DIRECTION: Lines before the one containing "Pin each instance of the dachshund" are excluded; print that line and every line after it through the end of the material below, exactly.

EXERCISE MATERIAL:
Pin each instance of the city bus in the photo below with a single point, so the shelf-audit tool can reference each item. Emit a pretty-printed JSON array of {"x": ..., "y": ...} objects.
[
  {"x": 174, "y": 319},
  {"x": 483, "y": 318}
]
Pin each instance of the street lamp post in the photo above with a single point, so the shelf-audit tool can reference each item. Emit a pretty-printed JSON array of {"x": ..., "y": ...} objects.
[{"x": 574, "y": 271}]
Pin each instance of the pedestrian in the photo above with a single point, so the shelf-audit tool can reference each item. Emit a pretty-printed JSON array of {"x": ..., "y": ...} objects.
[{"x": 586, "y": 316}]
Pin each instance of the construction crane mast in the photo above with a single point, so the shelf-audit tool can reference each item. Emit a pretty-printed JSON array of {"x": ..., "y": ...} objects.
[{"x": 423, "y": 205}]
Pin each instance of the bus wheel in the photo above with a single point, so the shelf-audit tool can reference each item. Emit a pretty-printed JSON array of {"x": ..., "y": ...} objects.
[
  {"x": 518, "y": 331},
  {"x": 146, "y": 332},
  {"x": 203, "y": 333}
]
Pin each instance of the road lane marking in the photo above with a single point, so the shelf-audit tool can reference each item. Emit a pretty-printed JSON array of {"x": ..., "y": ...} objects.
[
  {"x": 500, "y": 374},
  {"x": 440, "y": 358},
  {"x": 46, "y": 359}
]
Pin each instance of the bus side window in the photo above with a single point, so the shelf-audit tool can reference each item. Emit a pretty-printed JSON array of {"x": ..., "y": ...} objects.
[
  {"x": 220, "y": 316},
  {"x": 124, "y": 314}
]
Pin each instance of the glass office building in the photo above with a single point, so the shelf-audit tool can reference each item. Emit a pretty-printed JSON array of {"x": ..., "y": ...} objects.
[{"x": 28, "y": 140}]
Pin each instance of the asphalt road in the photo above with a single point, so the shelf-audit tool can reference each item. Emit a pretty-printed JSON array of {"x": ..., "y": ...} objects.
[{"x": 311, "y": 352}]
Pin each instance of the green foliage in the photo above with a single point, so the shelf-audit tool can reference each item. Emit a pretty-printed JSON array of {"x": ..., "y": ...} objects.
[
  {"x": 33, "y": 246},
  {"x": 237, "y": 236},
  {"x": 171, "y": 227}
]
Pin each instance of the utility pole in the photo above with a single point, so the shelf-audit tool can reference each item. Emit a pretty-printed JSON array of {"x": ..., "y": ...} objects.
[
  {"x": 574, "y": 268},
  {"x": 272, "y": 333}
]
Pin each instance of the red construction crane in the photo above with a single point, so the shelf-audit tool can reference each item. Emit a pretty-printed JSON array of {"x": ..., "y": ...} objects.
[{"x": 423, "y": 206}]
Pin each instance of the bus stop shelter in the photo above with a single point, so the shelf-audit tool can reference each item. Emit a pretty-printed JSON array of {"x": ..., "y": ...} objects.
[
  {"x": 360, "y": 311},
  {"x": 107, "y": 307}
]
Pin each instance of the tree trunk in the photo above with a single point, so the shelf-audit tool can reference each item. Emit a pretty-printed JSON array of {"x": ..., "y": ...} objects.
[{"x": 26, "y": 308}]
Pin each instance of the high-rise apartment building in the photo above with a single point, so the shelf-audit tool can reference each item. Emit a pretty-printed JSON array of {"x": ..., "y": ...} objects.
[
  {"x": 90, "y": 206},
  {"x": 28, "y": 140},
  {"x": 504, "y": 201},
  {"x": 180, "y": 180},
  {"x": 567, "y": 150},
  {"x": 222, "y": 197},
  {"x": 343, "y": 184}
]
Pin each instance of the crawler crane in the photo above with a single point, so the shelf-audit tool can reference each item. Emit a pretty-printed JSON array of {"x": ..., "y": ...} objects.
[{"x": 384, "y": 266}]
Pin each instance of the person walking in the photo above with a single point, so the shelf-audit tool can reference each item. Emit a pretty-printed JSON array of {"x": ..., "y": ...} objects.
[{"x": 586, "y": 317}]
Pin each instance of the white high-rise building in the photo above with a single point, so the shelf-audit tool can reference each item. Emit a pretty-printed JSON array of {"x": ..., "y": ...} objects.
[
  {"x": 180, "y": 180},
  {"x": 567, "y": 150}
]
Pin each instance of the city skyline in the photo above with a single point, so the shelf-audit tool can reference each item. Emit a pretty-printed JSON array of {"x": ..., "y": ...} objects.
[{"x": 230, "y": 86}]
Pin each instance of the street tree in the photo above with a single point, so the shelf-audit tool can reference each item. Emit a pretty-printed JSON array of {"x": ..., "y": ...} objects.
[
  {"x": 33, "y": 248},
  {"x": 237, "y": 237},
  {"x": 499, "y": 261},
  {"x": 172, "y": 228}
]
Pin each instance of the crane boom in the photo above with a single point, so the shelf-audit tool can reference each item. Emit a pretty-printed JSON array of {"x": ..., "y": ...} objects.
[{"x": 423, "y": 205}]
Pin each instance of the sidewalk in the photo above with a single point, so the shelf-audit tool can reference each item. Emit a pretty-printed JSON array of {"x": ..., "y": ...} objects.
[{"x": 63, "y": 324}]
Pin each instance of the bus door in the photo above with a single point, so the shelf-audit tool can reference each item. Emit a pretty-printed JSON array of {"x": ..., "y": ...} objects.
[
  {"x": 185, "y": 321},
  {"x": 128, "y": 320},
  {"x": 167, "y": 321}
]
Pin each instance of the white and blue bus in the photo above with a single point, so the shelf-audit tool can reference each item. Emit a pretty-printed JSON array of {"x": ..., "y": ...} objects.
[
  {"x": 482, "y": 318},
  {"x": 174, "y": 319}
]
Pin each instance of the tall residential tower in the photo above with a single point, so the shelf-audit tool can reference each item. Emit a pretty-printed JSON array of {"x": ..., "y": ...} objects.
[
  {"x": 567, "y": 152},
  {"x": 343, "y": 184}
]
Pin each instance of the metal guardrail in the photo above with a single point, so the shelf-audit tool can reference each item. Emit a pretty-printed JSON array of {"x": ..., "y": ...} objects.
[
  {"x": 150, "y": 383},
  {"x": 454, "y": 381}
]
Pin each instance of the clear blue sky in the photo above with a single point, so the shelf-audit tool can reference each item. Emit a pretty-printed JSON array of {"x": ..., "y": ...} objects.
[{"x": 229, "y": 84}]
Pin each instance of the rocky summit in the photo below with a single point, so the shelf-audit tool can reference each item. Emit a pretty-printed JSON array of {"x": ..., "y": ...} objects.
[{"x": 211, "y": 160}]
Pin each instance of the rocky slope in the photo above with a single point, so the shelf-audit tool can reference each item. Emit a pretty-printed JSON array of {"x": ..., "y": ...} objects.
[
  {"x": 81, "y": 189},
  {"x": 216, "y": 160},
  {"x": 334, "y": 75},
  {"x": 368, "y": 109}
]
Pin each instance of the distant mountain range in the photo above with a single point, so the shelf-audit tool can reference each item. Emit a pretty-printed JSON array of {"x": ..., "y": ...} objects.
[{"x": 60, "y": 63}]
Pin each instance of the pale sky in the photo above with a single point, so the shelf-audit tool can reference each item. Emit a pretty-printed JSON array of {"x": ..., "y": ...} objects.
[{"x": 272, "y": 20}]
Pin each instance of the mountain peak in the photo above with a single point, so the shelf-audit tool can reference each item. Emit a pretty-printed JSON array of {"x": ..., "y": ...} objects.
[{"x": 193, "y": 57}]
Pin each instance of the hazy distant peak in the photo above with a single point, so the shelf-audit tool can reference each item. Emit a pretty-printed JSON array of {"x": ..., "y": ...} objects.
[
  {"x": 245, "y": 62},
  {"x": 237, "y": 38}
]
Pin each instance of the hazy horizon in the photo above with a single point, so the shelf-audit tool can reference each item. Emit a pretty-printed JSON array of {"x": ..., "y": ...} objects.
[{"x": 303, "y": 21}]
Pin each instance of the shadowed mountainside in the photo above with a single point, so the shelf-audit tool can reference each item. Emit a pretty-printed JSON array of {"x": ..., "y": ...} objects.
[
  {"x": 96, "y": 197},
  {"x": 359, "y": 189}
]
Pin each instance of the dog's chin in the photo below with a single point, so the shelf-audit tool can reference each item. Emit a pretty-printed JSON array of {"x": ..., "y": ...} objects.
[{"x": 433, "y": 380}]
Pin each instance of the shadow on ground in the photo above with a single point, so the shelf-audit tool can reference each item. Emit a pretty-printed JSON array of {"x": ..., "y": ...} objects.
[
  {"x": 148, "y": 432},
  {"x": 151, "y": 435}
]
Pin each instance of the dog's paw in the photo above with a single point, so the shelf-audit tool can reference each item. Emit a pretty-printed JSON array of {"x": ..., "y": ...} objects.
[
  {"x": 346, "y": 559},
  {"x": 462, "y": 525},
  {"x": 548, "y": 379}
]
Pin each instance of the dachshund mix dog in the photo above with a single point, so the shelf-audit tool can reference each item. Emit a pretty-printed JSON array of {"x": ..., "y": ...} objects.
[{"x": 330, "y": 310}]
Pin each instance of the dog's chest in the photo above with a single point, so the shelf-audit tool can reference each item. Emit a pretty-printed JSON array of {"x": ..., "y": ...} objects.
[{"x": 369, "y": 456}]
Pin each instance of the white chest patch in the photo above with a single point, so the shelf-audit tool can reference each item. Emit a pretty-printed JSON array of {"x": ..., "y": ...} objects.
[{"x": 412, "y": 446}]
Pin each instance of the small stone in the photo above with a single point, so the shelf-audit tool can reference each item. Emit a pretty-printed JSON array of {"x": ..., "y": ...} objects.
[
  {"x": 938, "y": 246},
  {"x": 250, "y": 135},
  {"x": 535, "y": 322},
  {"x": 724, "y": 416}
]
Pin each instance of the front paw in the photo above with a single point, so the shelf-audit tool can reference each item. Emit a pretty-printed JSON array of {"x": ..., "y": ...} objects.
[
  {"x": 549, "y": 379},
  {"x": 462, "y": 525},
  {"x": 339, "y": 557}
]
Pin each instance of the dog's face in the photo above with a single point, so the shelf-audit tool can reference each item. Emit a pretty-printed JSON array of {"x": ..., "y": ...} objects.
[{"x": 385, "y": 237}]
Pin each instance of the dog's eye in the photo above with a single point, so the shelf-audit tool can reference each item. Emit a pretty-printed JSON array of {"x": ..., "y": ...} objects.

THE ANSWER:
Pin each instance of the dachshund mix dog in the photo above with a single point, so the shelf-audit tool can reference each item. Emit a pretty-printed JSON array of {"x": ..., "y": ...} objects.
[{"x": 330, "y": 310}]
Pin each instance of the dog's chest in the photo above with a single point, so the shelf-audit tool can reference each item. Emit a pretty-printed JSON array of {"x": ..., "y": ...} objects.
[{"x": 369, "y": 456}]
Pin each instance of the white chest patch in the photo above with a single point, so the shelf-audit tool can reference each item. Emit a pretty-printed JSON array of {"x": ..., "y": ...} objects.
[{"x": 412, "y": 446}]
Pin each instance of the small stone in the photo above with a single point, so the shelf-audit tool can reference each item. Emit a pretty-printed JSON array of {"x": ..., "y": ...} objects.
[
  {"x": 938, "y": 246},
  {"x": 250, "y": 135},
  {"x": 535, "y": 322},
  {"x": 724, "y": 416}
]
Pin each instance of the front paw in the photo above with a single point, so the shelf-audit tool can reference each item. Emit a pretty-printed JSON array of {"x": ..., "y": ...} objects.
[
  {"x": 549, "y": 379},
  {"x": 462, "y": 525},
  {"x": 339, "y": 557}
]
Pin each instance of the dog's face in the photo above with a single point, so the shelf-audit tool can reference each item. Emit a pretty-printed JSON array of {"x": ..., "y": ...} objects.
[{"x": 385, "y": 237}]
Pin each instance of the dog's eye in the photo above with a single point, so the shelf-audit tool can reference each item. Emit a pretty-printed JSON array of {"x": ..., "y": ...} objects.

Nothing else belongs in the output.